◆ Problem requirements
Copy the records below verbatim, from the line containing "Place a point on every instance of the mountain, shaped" through the line containing "pixel 536 242", including both of those lines.
##### Given records #####
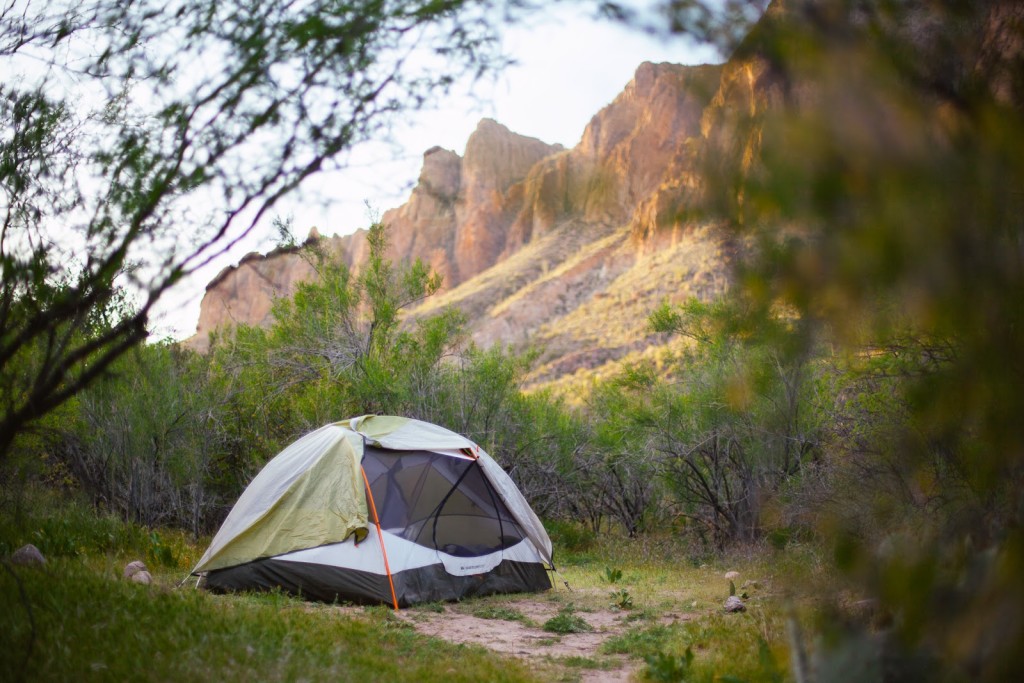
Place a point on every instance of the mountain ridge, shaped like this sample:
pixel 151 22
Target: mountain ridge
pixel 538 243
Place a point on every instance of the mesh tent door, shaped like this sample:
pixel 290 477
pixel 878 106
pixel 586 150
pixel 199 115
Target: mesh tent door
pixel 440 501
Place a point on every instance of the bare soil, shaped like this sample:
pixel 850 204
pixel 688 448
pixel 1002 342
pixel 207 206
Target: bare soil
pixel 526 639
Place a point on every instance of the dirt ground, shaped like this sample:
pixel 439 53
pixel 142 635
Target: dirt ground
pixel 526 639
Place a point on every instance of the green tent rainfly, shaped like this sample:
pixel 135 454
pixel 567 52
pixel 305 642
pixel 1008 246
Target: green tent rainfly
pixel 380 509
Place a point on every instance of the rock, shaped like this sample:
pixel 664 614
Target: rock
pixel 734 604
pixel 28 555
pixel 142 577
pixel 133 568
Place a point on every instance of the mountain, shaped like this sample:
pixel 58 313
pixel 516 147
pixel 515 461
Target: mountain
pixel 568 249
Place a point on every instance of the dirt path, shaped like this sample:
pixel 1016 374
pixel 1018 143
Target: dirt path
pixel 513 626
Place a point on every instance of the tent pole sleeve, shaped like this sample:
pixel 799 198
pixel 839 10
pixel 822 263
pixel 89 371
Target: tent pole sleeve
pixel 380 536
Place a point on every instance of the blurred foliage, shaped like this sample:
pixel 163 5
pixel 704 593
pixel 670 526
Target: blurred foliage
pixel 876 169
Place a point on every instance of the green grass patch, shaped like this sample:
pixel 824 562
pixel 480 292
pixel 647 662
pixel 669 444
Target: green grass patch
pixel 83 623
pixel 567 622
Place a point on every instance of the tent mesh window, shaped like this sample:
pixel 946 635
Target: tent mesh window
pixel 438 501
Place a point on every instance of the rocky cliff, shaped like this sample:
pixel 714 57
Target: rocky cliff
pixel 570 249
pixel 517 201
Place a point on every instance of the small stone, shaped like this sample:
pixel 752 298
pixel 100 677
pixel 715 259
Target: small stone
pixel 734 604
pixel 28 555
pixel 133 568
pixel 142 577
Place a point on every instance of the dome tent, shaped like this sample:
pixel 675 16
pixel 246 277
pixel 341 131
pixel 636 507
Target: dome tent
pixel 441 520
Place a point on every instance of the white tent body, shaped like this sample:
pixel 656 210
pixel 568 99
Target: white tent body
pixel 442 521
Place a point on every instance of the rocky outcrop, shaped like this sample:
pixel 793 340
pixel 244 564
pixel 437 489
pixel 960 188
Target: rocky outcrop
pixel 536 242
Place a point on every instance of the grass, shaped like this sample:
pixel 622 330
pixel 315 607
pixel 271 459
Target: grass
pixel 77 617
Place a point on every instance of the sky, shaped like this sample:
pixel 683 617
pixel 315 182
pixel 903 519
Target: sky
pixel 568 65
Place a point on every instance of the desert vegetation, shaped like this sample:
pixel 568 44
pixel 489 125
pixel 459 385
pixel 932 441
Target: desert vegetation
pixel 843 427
#####
◆ Written answer
Place a point on every instance of the mountain, shaped like this sample:
pixel 58 313
pixel 516 147
pixel 515 461
Target: mountain
pixel 568 249
Place a point on every instance of the dirt path, shaped like this sample:
pixel 1016 374
pixel 1018 143
Target: dirt path
pixel 513 626
Place a point on every instance of the tent pole sleeve, shaped like this sample:
pixel 799 198
pixel 839 10
pixel 822 263
pixel 89 371
Target: tent pole sleeve
pixel 380 536
Place a point on every instance of the blurred foliage, shaped like this sample:
pixel 163 5
pixel 704 593
pixel 670 526
Target: blurred foliage
pixel 876 169
Place a point on every instance of the green grass patch, shaped like this sample:
pixel 824 562
pixel 480 292
pixel 647 662
pixel 669 444
Target: green grass patch
pixel 83 623
pixel 567 622
Place a point on every instance of the tent mesh window, shaped like this sample:
pixel 946 635
Target: tent mesh window
pixel 438 501
Place a point on every instance of the rocky cliff, shaped like this sample:
pixel 714 57
Target: rocky cliff
pixel 570 249
pixel 517 201
Place a point on every instance of the small stone, shaped like this sample:
pixel 752 298
pixel 100 677
pixel 715 259
Target: small stone
pixel 734 604
pixel 28 555
pixel 133 568
pixel 142 577
Place a point on every instance of the dome tent, shaped like this sample:
pixel 675 16
pixel 246 277
pixel 341 131
pixel 636 507
Target: dome tent
pixel 441 520
Place a point on every instance of the white tent body, shaped like this sample:
pixel 656 210
pixel 568 99
Target: white tent body
pixel 442 521
Place a point on every instance of the rocky outcrop, shaped like this sample:
pixel 793 340
pixel 244 564
pixel 437 489
pixel 960 188
Target: rocky outcrop
pixel 536 242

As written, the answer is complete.